◆ **PROBLEM SET**:
A - Could you reproduce word for word the stretch of the Macassar High School garden article from "Today, the school" through "Abrahams says proudly."?
B - Can you carry on the Macassar High School garden article, picking up right after its last sentence?

◆ **EXTRACT PROVIDED**:
******************************

The first stop on our journey to see all things good and green was Macassar High School in Somerset West, where we’d be doing the first of over 60 project assessments for Food & Trees for Africa.

We hopped on our scooters and headed out to the township of Macassar, where unemployment, poverty and drug abuse is rife. Teenagers loitered on street corners, staring at us curiously as we passed.

A cacophony of barking dogs followed us as we passed ramshackle houses, separated from the road with barbed-wire gates. We met up with Mr Jusuf Abrahams, the school’s principal, whose passion for the school and his garden comes across instantly.

Macassar High School indigenous garden

All images © Christopher List Photography

“Even a dog has a better life than some of these kids”, he tells me. “Teaching is not only about learning A, B, C and 1, 2, 3; it’s about instilling values and morals as well. The lifestyle and environment of these kids is not great, so I want the school to be their haven”, he continues. “Ultimately, I want to cultivate respect for plants and animals, so that students appreciate what God has given us”.

Mr Abraham’s started the school’s food garden two years ago, with the idea to provide school kids with a hot soup every day.

Food Garden at Macassar High School

Today, the school produces beans, sweet potato, turnips, spinach, onions, carrot, peppers, cucumber and tomato, as well as herbs such as parsley, fennel, mint and origanum, all of which are grown organically, using no pesticides or fertilisers.

Seeing the success of the food garden and feeding scheme, Peninsula Feeding scheme are now sponsoring Macassar High students with a hot plate of food every day. “All because of a small little project from our school garden”, Mr Abrahams says proudly.

This allows the school to sell the produce to the teachers and the community, raising money to buy more seed packets and plants, and donating any excess to local feeding schemes.

Produce grown at Macassar High School

And if that wasn’t enough, the garden is also a mini animal sanctuary, home to two tortoises whose owners couldn’t care for them anymore.

Food & Trees for Africa first became involved with the project after Mr Abrahams attended a workshop at the Marvin Park Primary School in October last year, initially with the donation of two trees, and later, contributing R15000 towards the development of the garden.

So far, this money has gone towards the expansion of the garden, the fencing of which cost R5500 alone.

Extension of Food garden at Macassar high school

The far-sighted principal hopes that the remainder can go towards the installation of a sorely-needed drip-irrigation system, which will help save water.

He also hopes to get a shredder, which can be used to shred readily-available biomass for compost.

An ex-Geography teacher, Mr Abraham’s tells me that the main purpose of the food garden is to teach the school’s pupils how to grow their own gardens one day.

******************************

◆ **SOURCE DATA**:
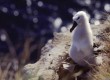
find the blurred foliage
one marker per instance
(38, 19)
(26, 25)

******************************

◆ **IN RESPONSE**:
A -
Today, the school produces beans, sweet potato, turnips, spinach, onions, carrot, peppers, cucumber and tomato, as well as herbs such as parsley, fennel, mint and origanum, all of which are grown organically, using no pesticides or fertilisers.

Seeing the success of the food garden and feeding scheme, Peninsula Feeding scheme are now sponsoring Macassar High students with a hot plate of food every day. “All because of a small little project from our school garden”, Mr Abrahams says proudly.

B -
Mr Jusuf Abrahams

“My long-term goal is to take this idea to the whole community, starting with the households opposite the school, and teaching them how to grow their own vegetables so they can have fresh food every day”, he says. By supplying plants to nearby households, and offering free advice and assistance, he hopes that more and more people will start their own gardens.

Vanita Drew, of Soil for Life, is working with Mr Abrahams to take his vision to the wider community. “Having knowledge is one thing. But you need to get people involved”, she tells me. Vanita will use the school’s garden to help train people in the township with skills such as soil preparation, composting, trench gardening, seed saving and more.

As we walk through the garden, Mr Abrahams tells me that the Macassar High School is part of the Eco School’s programme, which helps schools reduce their carbon footprint.

Spinach grows at Macassar

They also have an eco club, consisting of about 35 learners who help out with gardening and maintenance. In fact, the school has been involved in environmental projects for the past 20 years.

The school recycles, collects rainwater from the roof, and holds gardening workshops, with the assistance of Eco Schools. Through life skills training, hiking expeditions, and the gardening courses and workshops, Mr Abrahams hopes to create awareness about conservation, the importance of recycling and the saving of rare and endangered plants.

In line with this, the dedicated principal spearheaded the creation of a remarkable indigenous garden, with the help of students and Kirstenbosch Botanical Garden, who provided the initial training and plants.

Indigenous garden at Macassar High School

Mr Abrahams and the school’s gardener, Henry Langenhoven (nicknamed Oom Boy by the kids) are so dedicated to the garden that they work in it on weekends and school holidays, expanding it dramatically in their spare time. Henry alone has created two thriving extensions using cuttings and seeds from the existing indigenous plants.

Henry Langenhoven's garden

The garden has also attracted the likes of Prince Edward of Wales, who came to visit in 2009 while the kids were busy planting. “We’ve even got people coming by in bakkies to drop off plants”, Mr Abrahams says. “But I won’t plant anything unless it’s indigenous”.

Bulbine furtescens indigenous fynbos

The two gardeners also propagate plants and give them to other schools, encouraging them to start their own indigenous gardens. Mr Abraham’s points to some small proteas, which they’ve nurtured to life in pots.

“It’s a very delicate process to get them this far. You put some seeds on a dishcloth, which has been placed on a flat slate or tile, and cover it with another cloth weighed down with stones on each corner, keeping it moist. After 8 weeks, the cloth starts to pop up.

Then you take off the top cloth and you’ll see two leaves, which you replant in pots. I had 28 pots, but only 11 survived”, he says regretfully. “But it’s our first effort - and it’s bearing fruit. These plants cost around R80 each in the shop”, he exclaims.

He points to another protea, flourishing in its surroundings.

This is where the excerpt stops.